---------- Material supplied ----------

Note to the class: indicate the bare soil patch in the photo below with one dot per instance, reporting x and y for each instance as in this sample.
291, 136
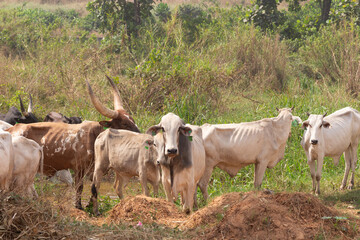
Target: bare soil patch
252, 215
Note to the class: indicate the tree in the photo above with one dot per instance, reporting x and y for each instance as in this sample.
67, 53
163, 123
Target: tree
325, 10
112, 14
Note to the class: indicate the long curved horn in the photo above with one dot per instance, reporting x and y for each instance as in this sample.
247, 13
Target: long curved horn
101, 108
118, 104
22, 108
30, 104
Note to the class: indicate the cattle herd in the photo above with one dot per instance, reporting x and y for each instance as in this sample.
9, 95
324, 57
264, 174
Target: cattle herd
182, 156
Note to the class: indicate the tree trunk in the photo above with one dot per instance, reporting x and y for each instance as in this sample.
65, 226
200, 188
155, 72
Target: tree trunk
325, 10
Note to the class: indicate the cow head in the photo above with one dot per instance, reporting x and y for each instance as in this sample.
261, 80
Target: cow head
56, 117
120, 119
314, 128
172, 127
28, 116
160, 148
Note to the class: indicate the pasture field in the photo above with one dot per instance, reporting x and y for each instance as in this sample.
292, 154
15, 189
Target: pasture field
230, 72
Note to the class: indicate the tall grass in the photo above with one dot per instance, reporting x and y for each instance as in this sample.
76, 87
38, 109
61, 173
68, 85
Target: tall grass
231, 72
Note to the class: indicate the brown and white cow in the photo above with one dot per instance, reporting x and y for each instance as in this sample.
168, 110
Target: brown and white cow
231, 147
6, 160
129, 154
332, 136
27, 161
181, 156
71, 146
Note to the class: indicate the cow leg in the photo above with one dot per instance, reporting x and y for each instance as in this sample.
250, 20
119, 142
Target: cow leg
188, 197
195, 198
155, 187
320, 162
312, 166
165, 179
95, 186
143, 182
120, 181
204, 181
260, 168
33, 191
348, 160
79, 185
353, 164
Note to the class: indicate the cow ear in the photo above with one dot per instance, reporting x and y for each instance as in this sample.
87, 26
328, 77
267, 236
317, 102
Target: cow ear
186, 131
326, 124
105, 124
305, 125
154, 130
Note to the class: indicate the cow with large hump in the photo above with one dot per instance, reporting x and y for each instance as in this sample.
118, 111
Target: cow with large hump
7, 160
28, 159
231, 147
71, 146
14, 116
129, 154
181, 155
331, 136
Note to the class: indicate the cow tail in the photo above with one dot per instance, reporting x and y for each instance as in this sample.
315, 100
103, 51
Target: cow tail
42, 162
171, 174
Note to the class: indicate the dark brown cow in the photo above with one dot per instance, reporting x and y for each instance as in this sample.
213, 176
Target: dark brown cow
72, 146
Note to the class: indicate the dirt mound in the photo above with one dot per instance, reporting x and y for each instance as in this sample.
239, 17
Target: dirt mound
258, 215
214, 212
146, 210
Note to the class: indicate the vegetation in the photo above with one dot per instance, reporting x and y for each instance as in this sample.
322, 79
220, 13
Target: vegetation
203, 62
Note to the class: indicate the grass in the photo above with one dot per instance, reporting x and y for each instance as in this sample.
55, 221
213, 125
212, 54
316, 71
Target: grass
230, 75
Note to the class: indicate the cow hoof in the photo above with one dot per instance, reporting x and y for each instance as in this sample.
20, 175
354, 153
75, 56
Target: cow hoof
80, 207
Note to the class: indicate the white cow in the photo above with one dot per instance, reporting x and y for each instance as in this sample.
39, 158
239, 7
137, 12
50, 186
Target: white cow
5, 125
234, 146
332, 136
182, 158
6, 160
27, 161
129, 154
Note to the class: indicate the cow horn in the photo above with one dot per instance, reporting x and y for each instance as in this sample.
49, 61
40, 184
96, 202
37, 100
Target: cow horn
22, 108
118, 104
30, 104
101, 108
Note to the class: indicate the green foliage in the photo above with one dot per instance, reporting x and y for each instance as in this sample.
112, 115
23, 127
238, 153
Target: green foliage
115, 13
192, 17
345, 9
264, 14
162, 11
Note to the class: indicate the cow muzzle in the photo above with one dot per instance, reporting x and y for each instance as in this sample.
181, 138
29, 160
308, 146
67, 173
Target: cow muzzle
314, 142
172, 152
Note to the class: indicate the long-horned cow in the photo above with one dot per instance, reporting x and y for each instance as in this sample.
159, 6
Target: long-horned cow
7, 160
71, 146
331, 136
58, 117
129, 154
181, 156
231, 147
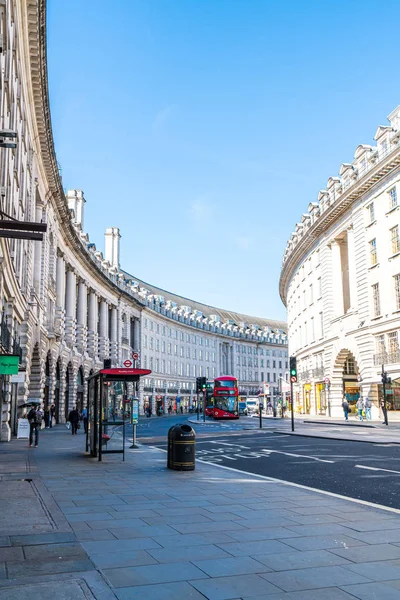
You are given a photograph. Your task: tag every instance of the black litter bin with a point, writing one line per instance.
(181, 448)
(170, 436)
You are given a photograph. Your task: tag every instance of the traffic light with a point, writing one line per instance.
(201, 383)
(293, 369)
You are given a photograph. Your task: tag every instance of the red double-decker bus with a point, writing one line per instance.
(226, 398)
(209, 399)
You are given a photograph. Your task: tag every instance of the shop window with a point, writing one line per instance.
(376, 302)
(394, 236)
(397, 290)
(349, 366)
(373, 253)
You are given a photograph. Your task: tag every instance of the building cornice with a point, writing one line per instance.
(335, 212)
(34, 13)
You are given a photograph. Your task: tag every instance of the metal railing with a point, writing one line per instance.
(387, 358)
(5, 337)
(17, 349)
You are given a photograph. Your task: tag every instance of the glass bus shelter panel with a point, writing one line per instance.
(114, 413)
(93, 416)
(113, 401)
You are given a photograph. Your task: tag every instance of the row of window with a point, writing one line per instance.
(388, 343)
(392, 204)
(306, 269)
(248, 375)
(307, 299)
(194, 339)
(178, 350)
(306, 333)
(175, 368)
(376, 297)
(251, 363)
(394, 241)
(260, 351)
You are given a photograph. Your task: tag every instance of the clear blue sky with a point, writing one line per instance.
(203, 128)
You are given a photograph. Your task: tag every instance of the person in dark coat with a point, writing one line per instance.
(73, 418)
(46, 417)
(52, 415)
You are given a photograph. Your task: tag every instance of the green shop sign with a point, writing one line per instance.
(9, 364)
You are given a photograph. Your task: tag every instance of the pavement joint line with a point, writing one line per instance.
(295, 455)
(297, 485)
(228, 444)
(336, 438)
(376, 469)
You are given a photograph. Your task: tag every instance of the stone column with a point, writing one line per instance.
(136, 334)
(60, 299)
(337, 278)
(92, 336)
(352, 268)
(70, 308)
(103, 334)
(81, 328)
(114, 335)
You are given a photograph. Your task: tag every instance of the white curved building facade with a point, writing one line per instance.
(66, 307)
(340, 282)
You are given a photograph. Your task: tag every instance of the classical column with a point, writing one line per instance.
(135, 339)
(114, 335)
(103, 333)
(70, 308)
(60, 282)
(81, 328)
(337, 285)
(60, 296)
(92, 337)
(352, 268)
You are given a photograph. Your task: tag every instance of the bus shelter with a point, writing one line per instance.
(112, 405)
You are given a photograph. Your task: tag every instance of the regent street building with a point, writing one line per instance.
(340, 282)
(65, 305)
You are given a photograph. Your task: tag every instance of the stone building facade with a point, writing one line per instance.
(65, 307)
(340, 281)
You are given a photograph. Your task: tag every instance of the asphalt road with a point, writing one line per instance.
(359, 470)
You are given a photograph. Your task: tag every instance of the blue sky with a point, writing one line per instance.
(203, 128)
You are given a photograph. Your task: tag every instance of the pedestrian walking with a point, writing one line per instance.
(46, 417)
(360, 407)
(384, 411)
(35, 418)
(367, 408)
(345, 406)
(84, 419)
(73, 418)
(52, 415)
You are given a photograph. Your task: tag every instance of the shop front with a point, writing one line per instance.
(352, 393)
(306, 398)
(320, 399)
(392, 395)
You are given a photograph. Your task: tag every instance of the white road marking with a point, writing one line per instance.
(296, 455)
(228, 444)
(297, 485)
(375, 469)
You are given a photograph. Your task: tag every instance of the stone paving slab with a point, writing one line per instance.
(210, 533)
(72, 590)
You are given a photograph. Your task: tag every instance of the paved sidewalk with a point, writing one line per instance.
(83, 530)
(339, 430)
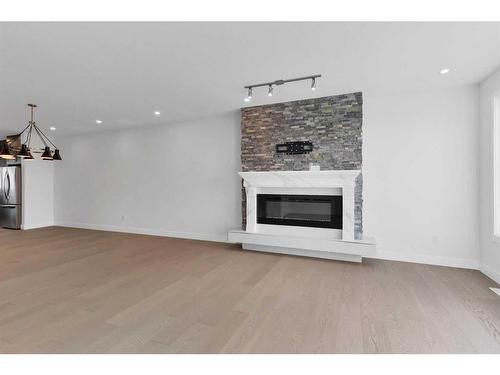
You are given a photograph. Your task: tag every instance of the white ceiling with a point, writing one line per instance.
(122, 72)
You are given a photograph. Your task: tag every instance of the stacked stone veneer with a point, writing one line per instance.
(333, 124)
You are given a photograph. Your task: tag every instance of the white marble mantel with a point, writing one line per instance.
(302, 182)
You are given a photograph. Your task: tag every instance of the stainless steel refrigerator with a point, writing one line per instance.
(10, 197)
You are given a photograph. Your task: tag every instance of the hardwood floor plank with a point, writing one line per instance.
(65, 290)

----------

Copy the lines of the listing verbatim, from the line containing "of the stainless" through the end of the listing, inclusive.

You are given a photograph. Your task: tag every instance of the stainless steel refrigerator with a point, writing one line per instance.
(10, 197)
You are given a photograph. Your task: tag every instance of the hardwood floor plank with a point, writing one line per instance.
(65, 290)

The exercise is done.